** Start Provided data **

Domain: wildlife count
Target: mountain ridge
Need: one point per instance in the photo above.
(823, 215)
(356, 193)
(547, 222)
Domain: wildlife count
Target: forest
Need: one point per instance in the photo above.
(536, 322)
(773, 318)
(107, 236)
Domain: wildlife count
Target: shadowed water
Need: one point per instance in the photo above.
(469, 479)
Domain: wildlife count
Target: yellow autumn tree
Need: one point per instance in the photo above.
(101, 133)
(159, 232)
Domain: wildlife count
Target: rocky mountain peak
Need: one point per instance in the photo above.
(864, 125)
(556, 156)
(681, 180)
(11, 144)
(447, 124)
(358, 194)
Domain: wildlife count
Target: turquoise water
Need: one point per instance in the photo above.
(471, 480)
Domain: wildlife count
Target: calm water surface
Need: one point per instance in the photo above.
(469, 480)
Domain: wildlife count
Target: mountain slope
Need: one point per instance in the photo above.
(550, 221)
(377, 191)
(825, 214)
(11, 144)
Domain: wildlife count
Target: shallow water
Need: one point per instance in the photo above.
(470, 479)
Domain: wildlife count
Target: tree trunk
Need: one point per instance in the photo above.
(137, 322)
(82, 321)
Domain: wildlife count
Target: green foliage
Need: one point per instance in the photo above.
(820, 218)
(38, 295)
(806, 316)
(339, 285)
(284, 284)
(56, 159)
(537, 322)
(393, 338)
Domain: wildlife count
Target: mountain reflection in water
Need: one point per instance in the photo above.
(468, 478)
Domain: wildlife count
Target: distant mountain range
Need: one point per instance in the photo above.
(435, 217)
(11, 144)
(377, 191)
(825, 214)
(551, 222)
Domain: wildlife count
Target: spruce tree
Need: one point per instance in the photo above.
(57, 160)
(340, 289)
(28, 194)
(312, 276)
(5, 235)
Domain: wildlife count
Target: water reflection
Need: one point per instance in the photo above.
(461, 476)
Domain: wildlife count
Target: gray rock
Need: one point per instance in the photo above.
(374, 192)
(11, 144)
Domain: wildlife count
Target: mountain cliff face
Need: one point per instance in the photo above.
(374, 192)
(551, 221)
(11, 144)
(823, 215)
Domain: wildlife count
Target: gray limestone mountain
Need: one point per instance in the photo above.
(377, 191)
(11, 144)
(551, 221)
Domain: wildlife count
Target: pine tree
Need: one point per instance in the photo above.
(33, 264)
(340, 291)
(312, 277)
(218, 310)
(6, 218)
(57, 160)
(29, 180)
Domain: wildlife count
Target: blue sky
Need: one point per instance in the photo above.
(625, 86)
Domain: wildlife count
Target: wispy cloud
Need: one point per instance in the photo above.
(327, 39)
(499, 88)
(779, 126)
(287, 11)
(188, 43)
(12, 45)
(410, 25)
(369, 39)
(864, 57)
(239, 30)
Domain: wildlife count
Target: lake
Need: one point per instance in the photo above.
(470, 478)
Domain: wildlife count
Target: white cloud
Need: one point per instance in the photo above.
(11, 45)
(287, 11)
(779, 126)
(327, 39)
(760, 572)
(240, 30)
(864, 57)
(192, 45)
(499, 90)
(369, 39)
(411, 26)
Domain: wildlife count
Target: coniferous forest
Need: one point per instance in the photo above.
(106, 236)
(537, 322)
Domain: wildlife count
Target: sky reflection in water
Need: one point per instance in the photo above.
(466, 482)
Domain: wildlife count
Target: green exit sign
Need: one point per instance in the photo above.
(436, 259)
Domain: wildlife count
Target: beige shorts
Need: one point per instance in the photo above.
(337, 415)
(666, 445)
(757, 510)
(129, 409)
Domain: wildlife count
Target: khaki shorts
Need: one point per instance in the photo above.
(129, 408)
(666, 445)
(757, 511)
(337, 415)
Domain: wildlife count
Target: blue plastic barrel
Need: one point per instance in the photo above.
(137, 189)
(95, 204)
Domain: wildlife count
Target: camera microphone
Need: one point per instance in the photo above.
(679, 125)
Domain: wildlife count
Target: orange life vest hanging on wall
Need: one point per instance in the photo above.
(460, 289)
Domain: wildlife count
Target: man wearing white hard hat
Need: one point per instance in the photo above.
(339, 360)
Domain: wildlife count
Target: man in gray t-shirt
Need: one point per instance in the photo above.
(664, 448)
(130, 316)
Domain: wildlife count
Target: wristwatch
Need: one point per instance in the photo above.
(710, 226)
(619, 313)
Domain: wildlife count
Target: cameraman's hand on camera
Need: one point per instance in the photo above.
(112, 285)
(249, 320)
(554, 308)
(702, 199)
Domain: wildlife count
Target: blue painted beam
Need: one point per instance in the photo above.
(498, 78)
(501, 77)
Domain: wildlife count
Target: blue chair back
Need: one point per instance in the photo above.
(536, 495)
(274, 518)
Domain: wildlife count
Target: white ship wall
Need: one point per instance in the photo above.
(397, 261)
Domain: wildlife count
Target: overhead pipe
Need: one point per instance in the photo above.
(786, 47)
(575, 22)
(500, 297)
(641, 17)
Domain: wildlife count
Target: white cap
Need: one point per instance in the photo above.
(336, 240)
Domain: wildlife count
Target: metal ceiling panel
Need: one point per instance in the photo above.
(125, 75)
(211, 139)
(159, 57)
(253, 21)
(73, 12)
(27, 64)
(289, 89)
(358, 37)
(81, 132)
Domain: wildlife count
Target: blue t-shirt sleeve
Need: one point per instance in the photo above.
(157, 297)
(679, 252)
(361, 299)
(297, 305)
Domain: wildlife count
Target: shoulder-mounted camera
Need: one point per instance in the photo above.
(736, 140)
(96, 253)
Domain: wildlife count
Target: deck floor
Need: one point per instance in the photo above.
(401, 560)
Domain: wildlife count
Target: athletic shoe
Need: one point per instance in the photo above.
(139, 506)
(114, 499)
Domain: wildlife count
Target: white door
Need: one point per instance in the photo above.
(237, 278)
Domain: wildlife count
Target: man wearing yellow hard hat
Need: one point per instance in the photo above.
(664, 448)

** End Provided data **

Direction:
Extract each line of the material exactly as it stands.

Response to this task:
Domain: wildlife count
Target: mountain ridge
Need: one point per instance in the photo above.
(823, 215)
(356, 193)
(547, 222)
Domain: wildlife count
Target: forest
Need: one point per instance in the photo above.
(536, 322)
(773, 318)
(107, 236)
Domain: wildlife count
Target: shadowed water
Need: one point per instance in the photo above.
(469, 479)
Domain: wildlife count
Target: yellow autumn tree
Need: one point per instance in the photo above.
(101, 133)
(159, 232)
Domain: wildlife count
Target: rocky mountain peak
Need: one point per instance in the photo above.
(864, 125)
(556, 156)
(681, 180)
(11, 144)
(447, 124)
(358, 194)
Domain: wildlife count
Target: turquoise water
Need: one point per instance in the photo above.
(471, 480)
Domain: wildlife count
Target: calm water surface
Need: one point per instance in the photo above.
(469, 480)
Domain: wildlife count
Target: mountain slope
Need: one point per instance in the photo above.
(550, 221)
(377, 191)
(825, 214)
(11, 144)
Domain: wildlife count
Target: shallow water
Need: one point per instance in the photo above.
(470, 479)
Domain: wildlife count
Target: tree trunk
Need: one point per instance in the photo above.
(137, 322)
(82, 321)
Domain: wildlife count
Target: green foliage
Need: one point per instance in the photo above.
(820, 218)
(38, 295)
(806, 316)
(339, 285)
(284, 284)
(56, 159)
(537, 322)
(393, 338)
Domain: wildlife count
Target: mountain reflection in water
Need: one point per instance in the photo above.
(468, 478)
Domain: wildlife count
Target: distant mountain range
Need: one point per instance in the photo above.
(435, 217)
(11, 144)
(377, 191)
(825, 214)
(551, 222)
Domain: wildlife count
Target: spruce tree
Need: one point per instance in the photo above.
(57, 160)
(340, 289)
(28, 194)
(312, 276)
(5, 235)
Domain: wildlife count
Target: water reflection
Need: one point per instance in the photo above.
(461, 476)
Domain: wildlife count
Target: gray rock
Need: one point per instance in the photo above.
(374, 192)
(11, 144)
Domain: wildlife count
Target: mountain cliff face
Need: one point per instance in the photo above.
(374, 192)
(551, 221)
(11, 144)
(823, 215)
Domain: wildlife count
Target: gray limestone mountain
Need: one point per instance in the photo above.
(377, 191)
(11, 144)
(551, 221)
Domain: wildlife count
Target: pine tree
Need: one point per instance in the photo above.
(33, 264)
(340, 291)
(312, 277)
(218, 310)
(6, 218)
(57, 160)
(29, 180)
Domain: wildlife count
Target: blue sky
Need: one point per instance in the photo above.
(625, 86)
Domain: wildlife count
Target: wispy cloud
Need: one point per instance in the photo above.
(327, 39)
(499, 88)
(779, 126)
(287, 11)
(188, 43)
(12, 45)
(410, 25)
(369, 39)
(864, 57)
(239, 30)
Domain: wildlife count
Target: lake
Need: one point per instance in the photo above.
(470, 478)
Domain: wildlife count
Target: white cloud
Need: one point per instance in the photo above.
(11, 45)
(287, 11)
(779, 126)
(327, 39)
(760, 572)
(240, 30)
(864, 57)
(192, 45)
(499, 90)
(369, 39)
(411, 26)
Domain: wildlife count
Target: coniferous forest
Need: one point per instance in the photo above.
(106, 236)
(537, 322)
Domain: wildlife count
Target: sky reflection in water
Need: one point per instance in the photo above.
(466, 482)
Domain: wildlife count
Target: green exit sign
Need: one point per instance in the photo above.
(436, 259)
Domain: wildlife count
Target: beige shorts
Need: one point per instance in the photo above.
(337, 415)
(666, 445)
(757, 510)
(129, 409)
Domain: wildlife count
Target: khaki shorts
Need: one point per instance in the photo above.
(129, 408)
(666, 445)
(757, 511)
(337, 415)
Domain: wildlife count
Target: blue plastic barrel
Need: one point per instance in the photo above.
(137, 189)
(95, 204)
Domain: wildlife count
Target: camera microphone
Need: one point per instance in the photo above.
(679, 125)
Domain: wildlife count
Target: orange life vest hanging on wall
Need: one point per instance in the photo above.
(460, 289)
Domain: wildlife count
Target: man wearing white hard hat
Need: one point per instance in the photo above.
(339, 360)
Domain: wildlife count
Target: man in gray t-shirt
Need: one point per instance in the photo above.
(664, 448)
(130, 316)
Domain: wildlife count
Target: wristwatch
Need: one point per instance in the photo above.
(710, 226)
(619, 313)
Domain: wildlife count
Target: cameraman's hand on camera
Need: one point per instance in the photo above.
(112, 285)
(249, 320)
(554, 308)
(702, 199)
Domain: wildlife count
Target: blue painted beam
Need: one point per instance in the photo above.
(498, 78)
(501, 77)
Domain: wildlife count
Target: blue chair back
Need: one point per instance in the photo above.
(536, 495)
(274, 518)
Domain: wildlife count
Target: white ship wall
Need: one point per instance in the photo above.
(397, 261)
Domain: wildlife count
Target: overhead pipe
Need: one point per instance in the photo above.
(786, 47)
(575, 22)
(500, 297)
(641, 17)
Domain: wildlife count
Target: white cap
Need: one point per instance in the photo above.
(336, 240)
Domain: wildlife count
Target: metal ceiling panel
Need: one point per instance in the photo above.
(125, 75)
(211, 139)
(159, 57)
(253, 21)
(73, 12)
(27, 64)
(289, 89)
(358, 37)
(81, 132)
Domain: wildlife count
Target: blue t-shirt sleeve
Need: one point per instance in the photo above.
(157, 297)
(679, 252)
(361, 299)
(297, 305)
Domain: wildlife count
Target: shoulder-mounted camera
Need: one point per instance in the photo above.
(736, 140)
(96, 253)
Domain: wildlife count
Target: deck floor
Need: one point per instance in the photo above.
(401, 560)
Domain: wildlife count
Target: athletic shoe
Need: one point per instance in the photo above.
(139, 506)
(114, 499)
Domain: wildlife count
Target: white door
Need: one point per instance in the photo above.
(237, 278)
Domain: wildlife count
Target: man wearing yellow hard hat
Need: one point per instance in the photo above.
(664, 448)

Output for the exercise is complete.